◆ **Exercise prompt**: Report how many lines in the items below include the word "black". Give only the number.
───── Provided data
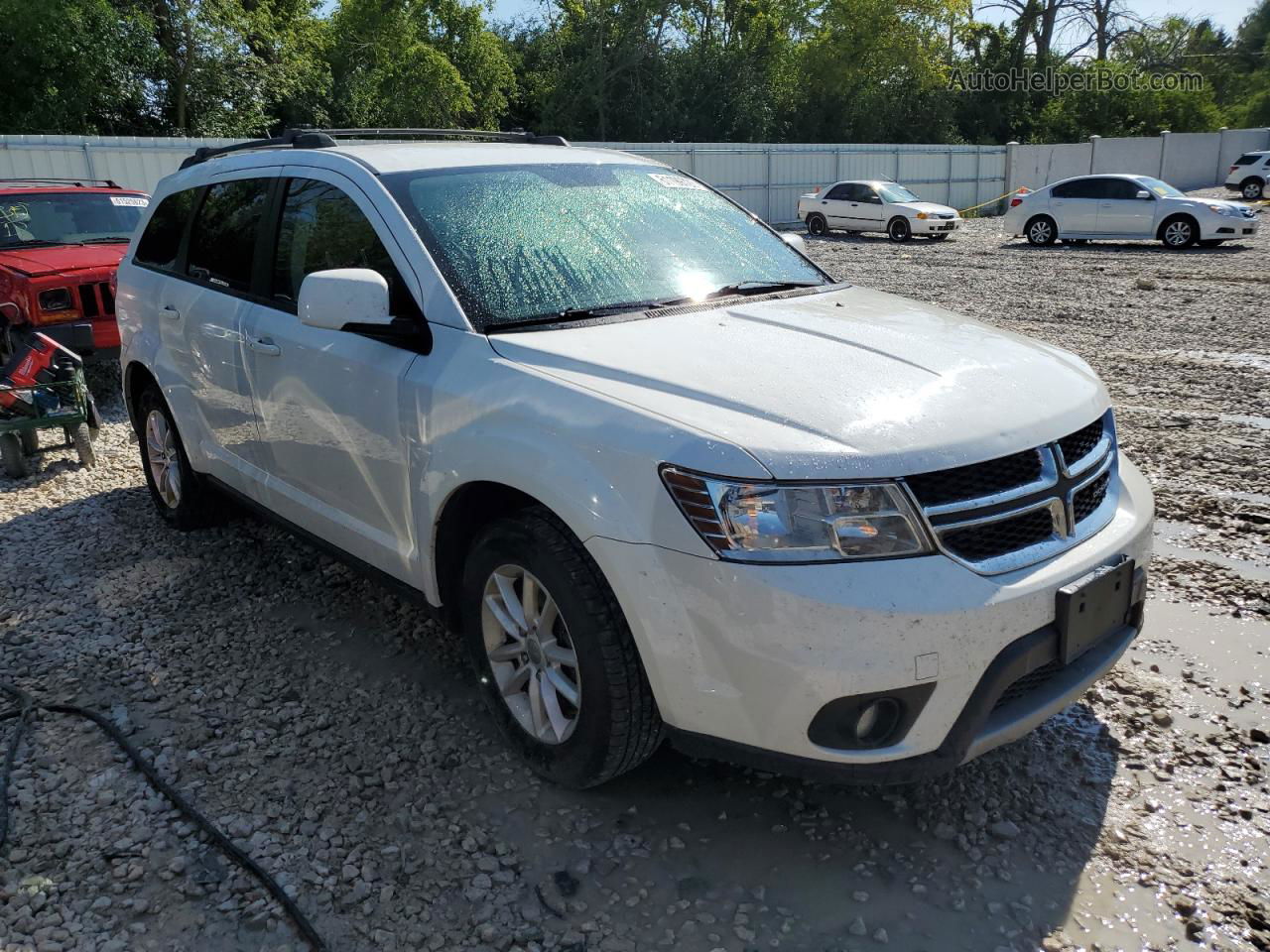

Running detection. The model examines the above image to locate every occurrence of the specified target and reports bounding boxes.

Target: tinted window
[187,178,269,291]
[1053,178,1103,198]
[271,178,418,317]
[132,189,198,272]
[1102,178,1147,199]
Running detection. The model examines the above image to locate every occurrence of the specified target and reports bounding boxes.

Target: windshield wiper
[706,280,826,298]
[486,298,693,332]
[0,239,83,250]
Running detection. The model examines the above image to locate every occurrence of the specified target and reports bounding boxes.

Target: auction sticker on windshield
[648,172,706,191]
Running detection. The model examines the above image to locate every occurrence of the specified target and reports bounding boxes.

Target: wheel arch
[431,480,546,631]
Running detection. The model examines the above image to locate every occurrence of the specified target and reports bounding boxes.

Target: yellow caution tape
[957,189,1019,214]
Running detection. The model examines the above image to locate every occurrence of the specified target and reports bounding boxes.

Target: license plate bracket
[1054,558,1134,665]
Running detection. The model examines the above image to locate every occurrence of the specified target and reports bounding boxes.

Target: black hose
[0,681,326,952]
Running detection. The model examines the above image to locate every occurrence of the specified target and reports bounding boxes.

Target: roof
[332,142,662,174]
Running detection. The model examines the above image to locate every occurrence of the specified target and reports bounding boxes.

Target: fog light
[854,697,901,744]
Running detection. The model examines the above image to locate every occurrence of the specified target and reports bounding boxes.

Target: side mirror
[781,231,807,254]
[298,268,393,330]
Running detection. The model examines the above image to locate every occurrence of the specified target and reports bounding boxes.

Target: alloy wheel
[1165,221,1192,248]
[481,565,581,745]
[146,410,181,509]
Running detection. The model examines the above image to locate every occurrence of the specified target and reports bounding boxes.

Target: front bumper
[586,457,1153,781]
[1199,214,1261,241]
[908,218,961,235]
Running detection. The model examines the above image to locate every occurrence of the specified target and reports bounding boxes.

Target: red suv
[0,178,150,355]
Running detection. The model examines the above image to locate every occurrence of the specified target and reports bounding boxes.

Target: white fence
[1006,130,1270,191]
[0,130,1270,222]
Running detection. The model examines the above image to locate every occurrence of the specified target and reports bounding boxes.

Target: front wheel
[1160,218,1199,251]
[461,508,662,789]
[1024,214,1058,245]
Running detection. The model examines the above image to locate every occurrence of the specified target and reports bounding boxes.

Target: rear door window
[186,178,271,292]
[269,178,419,317]
[132,189,198,272]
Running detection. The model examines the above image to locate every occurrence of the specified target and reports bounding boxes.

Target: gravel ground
[0,191,1270,952]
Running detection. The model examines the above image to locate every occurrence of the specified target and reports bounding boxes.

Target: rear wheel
[71,422,96,467]
[1160,216,1199,251]
[461,508,662,788]
[1024,214,1058,245]
[0,432,31,480]
[137,386,223,531]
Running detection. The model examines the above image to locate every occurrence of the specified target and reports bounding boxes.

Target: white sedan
[798,180,961,241]
[1004,176,1258,249]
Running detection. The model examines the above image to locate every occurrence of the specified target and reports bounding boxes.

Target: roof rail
[0,176,119,187]
[181,128,569,169]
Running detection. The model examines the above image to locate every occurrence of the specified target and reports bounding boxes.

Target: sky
[479,0,1253,36]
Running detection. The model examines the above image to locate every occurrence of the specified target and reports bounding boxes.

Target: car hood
[490,287,1107,479]
[0,241,128,278]
[889,202,956,214]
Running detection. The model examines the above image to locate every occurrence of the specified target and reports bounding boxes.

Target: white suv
[798,180,961,241]
[118,133,1152,787]
[1225,153,1270,202]
[1004,176,1257,250]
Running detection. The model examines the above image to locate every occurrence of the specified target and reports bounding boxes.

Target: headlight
[40,289,71,311]
[662,466,931,562]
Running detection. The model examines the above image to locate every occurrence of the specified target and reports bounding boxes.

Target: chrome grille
[906,410,1116,575]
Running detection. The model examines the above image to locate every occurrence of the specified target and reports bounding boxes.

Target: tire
[1024,214,1058,245]
[459,507,662,789]
[71,422,96,468]
[1160,214,1199,251]
[0,432,31,480]
[135,386,223,532]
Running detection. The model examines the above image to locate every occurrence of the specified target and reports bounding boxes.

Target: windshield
[384,164,829,330]
[877,185,922,202]
[0,191,150,248]
[1138,176,1187,198]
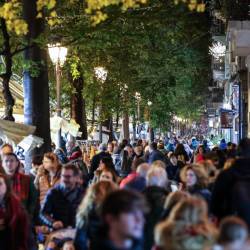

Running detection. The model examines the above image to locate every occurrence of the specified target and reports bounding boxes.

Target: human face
[186,169,197,187]
[43,157,56,171]
[125,147,133,157]
[198,147,204,154]
[100,171,113,182]
[61,169,77,189]
[170,155,177,166]
[107,143,113,153]
[135,146,142,155]
[0,177,7,199]
[2,155,19,176]
[98,160,105,170]
[1,145,13,155]
[110,209,144,240]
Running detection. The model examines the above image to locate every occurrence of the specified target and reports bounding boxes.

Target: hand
[52,220,63,229]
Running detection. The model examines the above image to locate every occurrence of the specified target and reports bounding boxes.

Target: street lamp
[48,43,68,148]
[94,66,108,142]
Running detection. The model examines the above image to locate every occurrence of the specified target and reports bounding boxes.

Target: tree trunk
[1,18,15,121]
[122,112,129,140]
[91,97,96,129]
[102,116,114,141]
[23,0,51,153]
[71,77,88,140]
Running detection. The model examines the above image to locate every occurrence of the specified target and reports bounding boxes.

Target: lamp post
[48,43,68,148]
[94,67,108,142]
[148,101,155,142]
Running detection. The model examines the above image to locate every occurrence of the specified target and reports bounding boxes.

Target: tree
[23,0,51,152]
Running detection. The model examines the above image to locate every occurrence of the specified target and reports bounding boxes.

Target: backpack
[231,176,250,226]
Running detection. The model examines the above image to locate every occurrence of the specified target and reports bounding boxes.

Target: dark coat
[89,151,111,179]
[144,186,169,250]
[211,158,250,219]
[40,184,84,227]
[0,194,29,250]
[74,208,101,250]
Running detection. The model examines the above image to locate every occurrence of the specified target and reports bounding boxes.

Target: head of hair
[131,158,145,171]
[0,143,14,153]
[195,144,205,154]
[154,197,216,250]
[32,155,43,165]
[180,164,209,189]
[174,143,186,155]
[136,163,150,179]
[120,139,128,149]
[99,143,107,151]
[164,191,189,214]
[43,152,59,165]
[149,142,157,150]
[101,157,115,168]
[76,181,118,228]
[0,173,12,201]
[168,197,208,226]
[102,189,147,219]
[99,167,118,183]
[3,153,19,161]
[197,160,218,182]
[62,164,79,176]
[218,216,248,244]
[238,138,250,158]
[146,166,168,188]
[151,160,166,169]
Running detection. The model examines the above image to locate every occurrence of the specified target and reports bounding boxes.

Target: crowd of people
[0,138,250,250]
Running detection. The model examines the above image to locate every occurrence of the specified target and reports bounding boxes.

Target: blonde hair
[146,166,168,187]
[76,181,118,228]
[180,164,209,188]
[155,197,216,250]
[164,191,189,211]
[151,160,166,169]
[197,160,219,183]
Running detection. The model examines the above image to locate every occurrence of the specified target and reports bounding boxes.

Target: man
[148,142,166,164]
[89,143,111,179]
[91,190,147,250]
[2,153,38,217]
[211,138,250,226]
[40,165,84,230]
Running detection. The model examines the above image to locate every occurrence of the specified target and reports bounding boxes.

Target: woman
[194,145,205,163]
[154,197,217,250]
[92,157,118,183]
[174,143,189,164]
[99,167,118,183]
[0,174,29,250]
[74,181,118,250]
[180,164,211,205]
[34,153,61,205]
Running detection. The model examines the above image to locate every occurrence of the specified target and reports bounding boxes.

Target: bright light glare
[94,67,108,82]
[48,43,68,66]
[209,42,226,59]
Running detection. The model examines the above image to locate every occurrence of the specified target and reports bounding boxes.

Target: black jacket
[40,184,84,227]
[144,186,169,250]
[211,158,250,219]
[74,208,101,250]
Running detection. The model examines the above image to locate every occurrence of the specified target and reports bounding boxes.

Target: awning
[0,119,36,144]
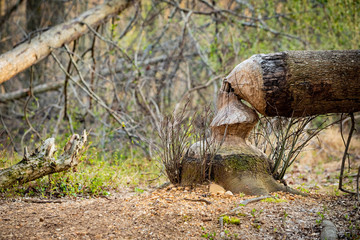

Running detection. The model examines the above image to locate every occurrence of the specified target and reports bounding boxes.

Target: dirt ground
[0,130,360,239]
[0,183,360,239]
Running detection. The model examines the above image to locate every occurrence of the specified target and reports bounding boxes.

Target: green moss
[261,198,287,203]
[223,154,267,172]
[222,215,240,225]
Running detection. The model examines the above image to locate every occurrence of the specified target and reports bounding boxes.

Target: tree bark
[181,90,301,195]
[0,131,87,188]
[0,0,136,83]
[223,50,360,117]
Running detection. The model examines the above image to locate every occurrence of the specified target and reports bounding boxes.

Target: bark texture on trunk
[223,50,360,117]
[0,0,136,83]
[0,131,87,188]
──────────
◆ **Solution**: 2